**WORK TO COMPLETE**
Extract every entry word for word.

+ + + +

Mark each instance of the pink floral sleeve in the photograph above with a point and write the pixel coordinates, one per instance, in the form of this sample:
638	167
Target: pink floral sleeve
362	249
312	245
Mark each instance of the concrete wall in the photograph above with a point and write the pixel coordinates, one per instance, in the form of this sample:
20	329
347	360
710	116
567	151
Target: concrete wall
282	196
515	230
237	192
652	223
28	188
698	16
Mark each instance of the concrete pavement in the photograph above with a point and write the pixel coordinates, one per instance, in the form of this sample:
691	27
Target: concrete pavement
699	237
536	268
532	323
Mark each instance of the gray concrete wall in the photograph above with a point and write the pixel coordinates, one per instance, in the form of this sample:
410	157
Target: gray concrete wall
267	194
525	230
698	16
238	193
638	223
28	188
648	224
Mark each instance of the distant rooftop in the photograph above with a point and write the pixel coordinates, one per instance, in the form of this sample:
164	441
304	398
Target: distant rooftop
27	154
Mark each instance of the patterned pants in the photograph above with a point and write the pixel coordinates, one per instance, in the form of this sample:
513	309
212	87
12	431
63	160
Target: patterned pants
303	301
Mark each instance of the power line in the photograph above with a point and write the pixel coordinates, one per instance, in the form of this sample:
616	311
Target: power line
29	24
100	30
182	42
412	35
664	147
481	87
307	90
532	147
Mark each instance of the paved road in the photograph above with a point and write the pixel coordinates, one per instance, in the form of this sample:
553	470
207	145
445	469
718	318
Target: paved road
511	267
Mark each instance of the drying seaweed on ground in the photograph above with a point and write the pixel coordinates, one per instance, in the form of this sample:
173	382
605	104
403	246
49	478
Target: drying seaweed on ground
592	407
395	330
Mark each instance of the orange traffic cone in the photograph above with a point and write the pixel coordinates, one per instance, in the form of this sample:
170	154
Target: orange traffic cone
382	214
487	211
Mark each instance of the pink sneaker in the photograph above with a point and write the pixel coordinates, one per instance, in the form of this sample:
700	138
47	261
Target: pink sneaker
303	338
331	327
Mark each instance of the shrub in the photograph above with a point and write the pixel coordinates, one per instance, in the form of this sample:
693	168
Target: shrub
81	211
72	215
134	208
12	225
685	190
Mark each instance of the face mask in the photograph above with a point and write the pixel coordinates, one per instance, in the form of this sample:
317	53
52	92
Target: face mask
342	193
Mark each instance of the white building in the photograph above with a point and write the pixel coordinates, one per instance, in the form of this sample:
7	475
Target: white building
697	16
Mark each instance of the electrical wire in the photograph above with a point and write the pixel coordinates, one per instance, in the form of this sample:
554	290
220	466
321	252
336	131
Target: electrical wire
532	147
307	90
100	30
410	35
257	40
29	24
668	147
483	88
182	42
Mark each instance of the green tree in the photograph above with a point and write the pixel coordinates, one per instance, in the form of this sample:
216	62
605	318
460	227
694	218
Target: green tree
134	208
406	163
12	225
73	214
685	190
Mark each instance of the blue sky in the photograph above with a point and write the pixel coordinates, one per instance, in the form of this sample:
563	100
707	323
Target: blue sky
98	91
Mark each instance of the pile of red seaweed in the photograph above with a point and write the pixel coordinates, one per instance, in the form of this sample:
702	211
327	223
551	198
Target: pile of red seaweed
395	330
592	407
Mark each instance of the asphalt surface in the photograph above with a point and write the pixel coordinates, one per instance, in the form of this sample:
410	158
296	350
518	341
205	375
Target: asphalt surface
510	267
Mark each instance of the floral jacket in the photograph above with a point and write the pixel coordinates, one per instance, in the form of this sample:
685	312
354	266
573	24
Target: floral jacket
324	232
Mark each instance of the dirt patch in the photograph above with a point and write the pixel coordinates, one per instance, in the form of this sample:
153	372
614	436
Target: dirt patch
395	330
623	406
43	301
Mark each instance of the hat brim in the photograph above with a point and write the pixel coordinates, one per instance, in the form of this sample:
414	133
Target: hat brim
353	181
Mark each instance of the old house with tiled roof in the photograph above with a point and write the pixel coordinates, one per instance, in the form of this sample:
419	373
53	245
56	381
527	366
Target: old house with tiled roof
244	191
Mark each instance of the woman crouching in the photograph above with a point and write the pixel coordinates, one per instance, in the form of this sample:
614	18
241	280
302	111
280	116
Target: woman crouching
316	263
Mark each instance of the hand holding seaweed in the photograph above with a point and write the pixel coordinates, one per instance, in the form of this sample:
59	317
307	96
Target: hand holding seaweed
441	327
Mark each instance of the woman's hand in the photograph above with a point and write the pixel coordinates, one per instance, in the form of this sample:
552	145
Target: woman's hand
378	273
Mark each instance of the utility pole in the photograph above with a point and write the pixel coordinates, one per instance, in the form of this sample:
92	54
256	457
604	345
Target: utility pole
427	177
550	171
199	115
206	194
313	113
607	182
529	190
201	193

+ + + +

**OUTPUT FOR THIS TASK**
Mark each instance of the pink floral sleeve in the photograph above with a point and write the pixel coordinates, one per instance, in the form of this sample:
638	167
Target: pink floral sleeve
362	249
312	245
Mark each instance of the concrete wall in the photograph above with a point and write the pixel coordinates, one per instance, in the form of this sample:
20	329
347	360
710	116
567	151
Target: concrete wall
282	196
515	230
237	192
652	223
28	188
698	16
Mark each instance of the concrete pavement in the photograph above with a point and write the pixel coordinates, one per instance, in the form of this sample:
691	27
Target: concrete pavement
699	237
536	268
532	323
Mark each instance of the gray concrete wall in the photograph above with a point and write the pixel coordinates, one per instance, in the form of this sample:
410	157
Target: gray concrete wall
267	194
525	230
698	16
238	193
638	223
28	188
648	224
Mark each instance of the distant rooftop in the photograph above with a point and write the pixel coordinates, one per instance, in the form of this sample:
164	441
304	398
Target: distant rooftop
27	154
Mark each instance of the patterned pants in the photograph above with a point and write the pixel coordinates, one per instance, in the form of this sample:
513	309
212	87
12	431
63	160
Target: patterned pants
303	301
Mark each instance of the power line in the photograph above with a point and write the pixel coordinates, one per instance, in the form of this sample:
616	311
Target: power line
29	24
100	30
182	42
412	35
664	147
481	87
307	90
532	147
Mark each instance of the paved road in the photograph above with a point and write the pixel coordinates, one per instance, in the form of this sample:
553	470
207	145
445	469
718	318
Target: paved road
511	267
Mark each instance of the drying seaweed on ground in the photograph above with a point and write the pixel coordinates, one per instance, in the form of this sample:
173	382
605	104
403	246
49	478
Target: drying seaweed on ground
592	407
395	330
Mark each instance of the orange traffic cone in the photograph above with a point and write the pixel coordinates, one per instance, in the form of this sample:
170	154
Target: orange traffic cone
382	214
487	211
Mark each instance of the pink sneaker in the photograph above with a point and write the pixel coordinates, one per instance, in the form of this sample:
700	138
47	261
Target: pink sneaker
303	338
331	327
Mark each instance of the shrub in the photograph above with a point and write the pixel coordinates, one per instance, in the form of this sample:
693	168
Target: shrub
81	211
72	215
134	208
12	225
685	190
Mark each instance of the face mask in the photograph above with a point and write the pixel coordinates, one per instance, in the form of this sample:
317	53
52	92
Target: face mask
342	193
Mark each instance of the white building in the photograph above with a point and write the pixel coordinates, one per instance, in the form of this sample:
7	475
Target: white building
697	16
Mark each instance of the electrical wire in the photograph above with a point and write the pixel coordinates, one per instance, in the form of this sample:
554	290
220	466
321	252
336	131
Target: electrical wire
532	147
307	90
100	30
410	35
257	40
29	24
668	147
483	88
182	42
Mark each instance of the green tree in the photograph above with a point and write the pixel coordinates, one per instance, in the form of this sample:
216	62
605	318
460	227
694	218
Target: green tree
134	208
406	163
12	225
73	214
685	190
Mark each instance of the blue sky in the photograph above with a point and write the pixel coordinates, one per instance, in the form of this sample:
563	100
707	323
Target: blue sky
98	91
Mark each instance of the pile of red seaweed in the photograph above with a point and write the pixel coordinates, one per instance, in the form of this sample:
702	211
327	223
551	198
Target: pile of red seaweed
395	330
592	407
Mark each instance of the asphalt surface in the photograph above with a point and write the pixel coordinates, one per instance, in the form of this sample:
410	158
296	350
518	341
205	375
Target: asphalt surface
510	267
Mark each instance of the floral jacket in the photograph above with a point and write the pixel coordinates, one per instance, in the form of this sample:
685	312
354	266
573	24
Target: floral jacket
324	232
Mark each instance of the dirt patch in the photograph above with a point and write the pixel coordinates, one per instance, in the form of this sample:
153	372
614	436
Target: dirt patch
395	330
623	406
43	301
Mark each instance of the hat brim in the photograph above with a point and write the pixel coordinates, one per instance, in the form of this sample:
414	133
Target: hat brim
353	181
Mark each instance of the old house with tiled roof in the photograph above with a point and write the pixel coordinates, one per instance, in the form of this sample:
419	373
53	245
56	381
527	366
Target: old house with tiled roof
244	191
Mark each instance of the woman crouching in the photograph above with a point and write the pixel coordinates, one per instance, in the form of this sample:
614	18
241	280
302	111
280	116
Target: woman crouching
316	263
Mark each instance of the hand holding seaweed in the photograph above with a point and write the pixel coordinates, one per instance, in the form of this sample:
59	317
307	96
Target: hand holding seaweed
441	327
Mark each instance of the woman's hand in the photograph above with a point and write the pixel coordinates, one per instance, in the form of this sample:
552	145
Target: woman's hand
378	273
Mark each instance of the utility pole in the photograph above with a point and write the pixel coordinates, one per instance, in the form of this sample:
92	54
256	457
604	345
Target: utility pole
427	177
550	171
199	115
206	194
313	113
607	182
529	190
201	193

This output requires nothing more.